» Your objective: Return the data exactly, with all pictures removed.

» Dataset records:
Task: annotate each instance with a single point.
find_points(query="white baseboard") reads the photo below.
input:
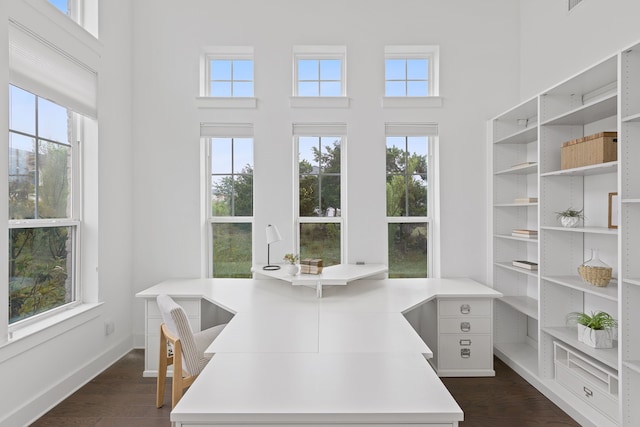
(49, 398)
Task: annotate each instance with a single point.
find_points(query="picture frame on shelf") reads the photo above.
(613, 210)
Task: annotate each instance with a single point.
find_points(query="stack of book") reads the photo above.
(525, 234)
(529, 265)
(311, 266)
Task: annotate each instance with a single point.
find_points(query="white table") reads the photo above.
(288, 357)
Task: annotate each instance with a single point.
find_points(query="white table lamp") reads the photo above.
(273, 235)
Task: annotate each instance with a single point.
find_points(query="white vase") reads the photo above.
(569, 221)
(291, 269)
(602, 338)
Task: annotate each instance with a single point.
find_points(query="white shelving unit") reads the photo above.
(530, 321)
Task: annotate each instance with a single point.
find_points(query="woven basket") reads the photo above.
(597, 276)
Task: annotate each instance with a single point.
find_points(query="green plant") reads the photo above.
(571, 213)
(599, 320)
(291, 258)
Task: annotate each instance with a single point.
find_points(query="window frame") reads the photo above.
(72, 221)
(226, 219)
(321, 219)
(432, 191)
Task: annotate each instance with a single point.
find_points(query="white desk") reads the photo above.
(288, 357)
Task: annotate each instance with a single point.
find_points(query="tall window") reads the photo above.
(230, 77)
(411, 71)
(319, 71)
(231, 205)
(408, 167)
(319, 191)
(43, 205)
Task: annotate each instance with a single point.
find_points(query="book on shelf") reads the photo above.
(526, 200)
(527, 265)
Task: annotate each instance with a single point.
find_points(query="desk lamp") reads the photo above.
(273, 235)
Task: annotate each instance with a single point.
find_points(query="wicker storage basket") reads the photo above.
(597, 276)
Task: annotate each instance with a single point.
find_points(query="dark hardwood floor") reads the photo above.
(121, 397)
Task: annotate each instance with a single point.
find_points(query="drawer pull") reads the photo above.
(587, 392)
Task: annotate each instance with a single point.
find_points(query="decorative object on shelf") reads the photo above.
(311, 266)
(527, 265)
(291, 267)
(589, 150)
(273, 235)
(595, 329)
(570, 217)
(613, 210)
(525, 234)
(594, 271)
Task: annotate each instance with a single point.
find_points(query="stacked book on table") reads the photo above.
(525, 234)
(311, 266)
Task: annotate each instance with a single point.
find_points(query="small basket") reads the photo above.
(597, 276)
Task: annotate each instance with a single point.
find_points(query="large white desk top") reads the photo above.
(289, 357)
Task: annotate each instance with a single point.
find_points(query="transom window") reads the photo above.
(409, 171)
(230, 199)
(411, 71)
(43, 205)
(319, 71)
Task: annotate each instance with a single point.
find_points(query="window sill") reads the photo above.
(226, 102)
(29, 336)
(319, 102)
(411, 101)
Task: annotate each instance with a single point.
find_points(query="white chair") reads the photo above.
(186, 350)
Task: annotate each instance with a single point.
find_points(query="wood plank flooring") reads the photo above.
(121, 397)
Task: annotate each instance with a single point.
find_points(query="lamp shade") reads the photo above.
(273, 235)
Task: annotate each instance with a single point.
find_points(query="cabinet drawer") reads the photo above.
(459, 351)
(587, 391)
(465, 325)
(464, 307)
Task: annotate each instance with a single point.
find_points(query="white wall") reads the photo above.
(557, 44)
(45, 367)
(479, 75)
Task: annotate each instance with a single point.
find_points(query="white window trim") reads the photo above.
(320, 52)
(300, 130)
(432, 219)
(204, 99)
(430, 52)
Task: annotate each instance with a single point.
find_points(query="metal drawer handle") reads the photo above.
(587, 392)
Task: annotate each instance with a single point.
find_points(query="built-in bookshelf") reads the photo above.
(530, 321)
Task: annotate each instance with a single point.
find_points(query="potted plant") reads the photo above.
(570, 217)
(292, 263)
(595, 329)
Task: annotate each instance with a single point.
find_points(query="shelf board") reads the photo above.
(631, 118)
(632, 280)
(523, 136)
(522, 354)
(525, 305)
(609, 292)
(520, 239)
(633, 365)
(601, 108)
(590, 230)
(599, 169)
(608, 356)
(508, 266)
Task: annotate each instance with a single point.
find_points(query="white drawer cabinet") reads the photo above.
(465, 340)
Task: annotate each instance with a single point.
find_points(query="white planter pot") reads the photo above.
(569, 221)
(595, 338)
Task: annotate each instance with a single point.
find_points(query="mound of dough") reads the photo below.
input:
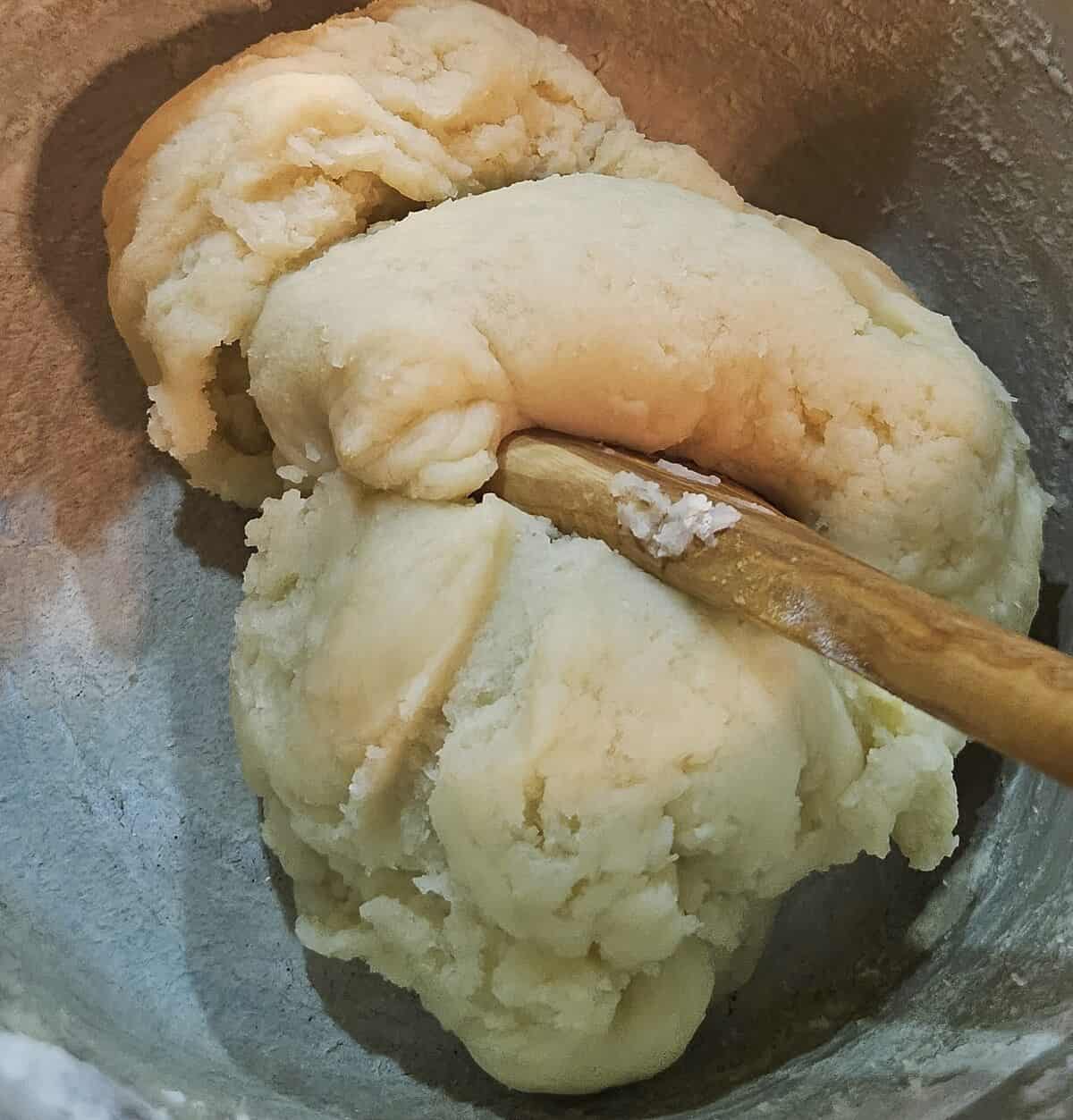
(550, 795)
(503, 766)
(650, 316)
(306, 139)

» Output of the task:
Task: annotate each instance with a single point.
find_points(query="white baseboard") reads the photo below.
input:
(49, 398)
Task: annotate each instance with a single point.
find_points(query="picture frame on shelf") reads the photo above.
(613, 210)
Task: annotate each instance with a single point.
find_points(query="stack of book") reads the photo above.
(525, 234)
(529, 265)
(311, 266)
Task: annotate each instance with a single point.
find_points(query="white table") reads the photo above.
(288, 357)
Task: annotate each instance with a single point.
find_points(query="white table lamp") reads the photo above.
(273, 235)
Task: annotate each instance with a single point.
find_points(query="white vase") reads the photo above.
(569, 221)
(291, 269)
(602, 338)
Task: annotate each instance with a single point.
find_points(query="white shelving unit") reads the photo above.
(530, 321)
Task: annotate each instance with a single point.
find_points(query="woven basket") reads the photo above.
(597, 276)
Task: annotate each instance with a single point.
find_points(query="green plant") reads the photo above.
(571, 213)
(599, 320)
(291, 258)
Task: annotate each instance with a single point.
find_points(query="window frame") reads the photo above.
(72, 221)
(226, 219)
(321, 219)
(432, 191)
Task: annotate each instance with a single point.
find_points(query="white desk") reads the photo above.
(288, 357)
Task: annotate each instance with a single point.
find_points(query="tall window") reads the photo above.
(230, 77)
(411, 71)
(319, 71)
(231, 205)
(408, 167)
(319, 191)
(43, 205)
Task: annotate each instance with a single point.
find_points(query="book on shelf") reads the photo above.
(526, 200)
(527, 265)
Task: annotate each instance with a single point.
find_points(query="desk lamp") reads the photo above.
(273, 235)
Task: annotate each instance with a single point.
find_points(query="wicker storage basket") reads the photo above.
(597, 276)
Task: annotate each instance with a single point.
find_points(query="dark hardwood floor") reads the photo above.
(121, 397)
Task: annotate each instance with a single point.
find_points(query="drawer pull") reads the photo above.
(587, 392)
Task: annotate each instance with a single point.
find_points(query="decorative object on shelf") reads the photo above.
(311, 266)
(527, 265)
(291, 267)
(589, 150)
(273, 235)
(595, 329)
(570, 217)
(613, 210)
(525, 234)
(594, 271)
Task: annotate each instance with a single point.
find_points(query="stacked book on table") reads the photo above.
(525, 234)
(311, 266)
Task: annotate each instance with a single point.
find_points(query="small basket") reads the photo above.
(597, 276)
Task: annotate each instance with a single point.
find_points(query="large white desk top") reads the photo above.
(289, 357)
Task: annotate each instance with a single point.
find_points(query="transom window") reads the photo above.
(409, 171)
(230, 199)
(411, 71)
(43, 205)
(319, 71)
Task: annotate each instance with a single point.
find_points(query="window sill") reads the photo above.
(226, 102)
(29, 336)
(319, 102)
(411, 101)
Task: annotate each instance with a single point.
find_points(query="white chair") reads the photo above.
(186, 350)
Task: annotate each instance with a single point.
find_points(query="wood plank flooring") reads the photo above.
(121, 397)
Task: annotate each instance with a single point.
find_points(query="lamp shade") reads the photo above.
(273, 235)
Task: annotate each instance with a single point.
find_points(query="cabinet drawer") reads the photo above.
(459, 351)
(587, 391)
(465, 325)
(464, 307)
Task: annotate each instance with a single point.
find_points(query="white wall") reads the photo above.
(557, 44)
(45, 367)
(479, 75)
Task: annotate each instance with a single point.
find_points(query="white window trim") reads the photo above.
(320, 52)
(300, 130)
(432, 219)
(204, 99)
(430, 52)
Task: annotate each instance with a single point.
find_points(query="metal drawer handle") reads the photo above.
(587, 392)
Task: annotate each instance with a single point.
find_points(query="built-in bookshelf") reads the photo above.
(530, 321)
Task: annotate each instance with a single point.
find_points(query="potted plant") reads the photo above.
(570, 217)
(292, 263)
(595, 329)
Task: annotate each instance with a single point.
find_points(query="shelf board") reads the photo above.
(631, 118)
(632, 280)
(523, 136)
(522, 354)
(525, 305)
(609, 292)
(520, 239)
(633, 365)
(601, 108)
(590, 230)
(599, 169)
(608, 356)
(508, 266)
Task: annotate each instance with a single point.
find_points(query="white drawer cabinet") reads the photo above.
(465, 340)
Task: annotate each instance with a single point.
find_points(query="white planter pot") reads the photo above.
(569, 221)
(595, 338)
Task: annotate each instance with a single point.
find_points(query="mound of dough") reads the photo below.
input:
(550, 795)
(503, 766)
(650, 316)
(306, 139)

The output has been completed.